There are numerous phrases like tener hambre that are not often literally translated in English, such as:
- tener sed = "to be thirsty"; "to have thirst"
- tener cuidado = "to be careful"; "to have caution"
- tener __ años = "to be __ years old"; "to have __ years"
- tener celos = "to be jealous"; "to have jealousy"
- tener éxito = "to be successful"; "to have success"
- tener vergüenza = "to be ashamed"; "to have shame"

===Negation===

Verbs are negated by putting no before the verb. Other negative words can either replace this no or occur after the verb. Note that Spanish requires double negation, unlike English:
- Hablo español = "I speak Spanish"
- No hablo español = "I do not speak Spanish"
- Nunca hablo español = "I never speak Spanish"; with nunca "never" in place of no
- No hablo nunca español = "I do not ever speak Spanish" lit. "I do not never speak Spanish"; with double negatives and the second negative nunca going before the object

===Expressing movement===

Spanish verbs describing motion tend to emphasize direction instead of manner of motion. This makes Spanish a verb-framed language. This contrasts with English, where verbs tend to emphasize manner, and the direction of motion is left to helper particles, prepositions, or adverbs.

- "We drove away" = Nos fuimos en coche (lit. "We went (away) by car")
- "He swam to Ibiza" = Fue a Ibiza nadando (lit. "He went to Ibiza swimming")
- "They ran off" = Huyeron corriendo (lit. "They fled running")
- "She crawled in" = Entró a gatas (lit. "She entered on all fours")

Quite often, the important thing is the direction, not the manner. Therefore, although "we drove away" translates into Spanish as nos fuimos en coche, it is often better to translate it as just nos fuimos. For example:

La llevé al aeropuerto en coche, pero se le había olvidado el tiquete, así que fuimos a casa [en coche] por él, luego volvimos [en coche] hacia el aeropuerto, pero luego tuvimos que volver [en coche] por el pasaporte, y ya era imposible que consiguiésemos facturar el equipaje... = "I drove her to the airport, but she had forgotten her ticket, so we drove home to get it, then drove back towards the airport, but then had to drive back home for her passport, by which time there was zero chance of checking in..."

→ Point placement records

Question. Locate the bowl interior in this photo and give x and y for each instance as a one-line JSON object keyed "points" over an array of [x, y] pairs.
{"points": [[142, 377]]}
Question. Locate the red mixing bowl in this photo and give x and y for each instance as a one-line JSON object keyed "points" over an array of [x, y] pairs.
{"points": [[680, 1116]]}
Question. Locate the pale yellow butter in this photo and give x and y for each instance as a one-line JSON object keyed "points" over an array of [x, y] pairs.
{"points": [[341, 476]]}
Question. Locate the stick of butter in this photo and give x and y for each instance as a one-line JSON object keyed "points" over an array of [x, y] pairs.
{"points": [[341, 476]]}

→ Aim
Reproduce the Spanish grammar passage in full, word for word.

→ Solution for this exercise
There are numerous phrases like tener hambre that are not often literally translated in English, such as:
- tener sed = "to be thirsty"; "to have thirst"
- tener cuidado = "to be careful"; "to have caution"
- tener __ años = "to be __ years old"; "to have __ years"
- tener celos = "to be jealous"; "to have jealousy"
- tener éxito = "to be successful"; "to have success"
- tener vergüenza = "to be ashamed"; "to have shame"

===Negation===

Verbs are negated by putting no before the verb. Other negative words can either replace this no or occur after the verb. Note that Spanish requires double negation, unlike English:
- Hablo español = "I speak Spanish"
- No hablo español = "I do not speak Spanish"
- Nunca hablo español = "I never speak Spanish"; with nunca "never" in place of no
- No hablo nunca español = "I do not ever speak Spanish" lit. "I do not never speak Spanish"; with double negatives and the second negative nunca going before the object

===Expressing movement===

Spanish verbs describing motion tend to emphasize direction instead of manner of motion. This makes Spanish a verb-framed language. This contrasts with English, where verbs tend to emphasize manner, and the direction of motion is left to helper particles, prepositions, or adverbs.

- "We drove away" = Nos fuimos en coche (lit. "We went (away) by car")
- "He swam to Ibiza" = Fue a Ibiza nadando (lit. "He went to Ibiza swimming")
- "They ran off" = Huyeron corriendo (lit. "They fled running")
- "She crawled in" = Entró a gatas (lit. "She entered on all fours")

Quite often, the important thing is the direction, not the manner. Therefore, although "we drove away" translates into Spanish as nos fuimos en coche, it is often better to translate it as just nos fuimos. For example:

La llevé al aeropuerto en coche, pero se le había olvidado el tiquete, así que fuimos a casa [en coche] por él, luego volvimos [en coche] hacia el aeropuerto, pero luego tuvimos que volver [en coche] por el pasaporte, y ya era imposible que consiguiésemos facturar el equipaje... = "I drove her to the airport, but she had forgotten her ticket, so we drove home to get it, then drove back towards the airport, but then had to drive back home for her passport, by which time there was zero chance of checking in..."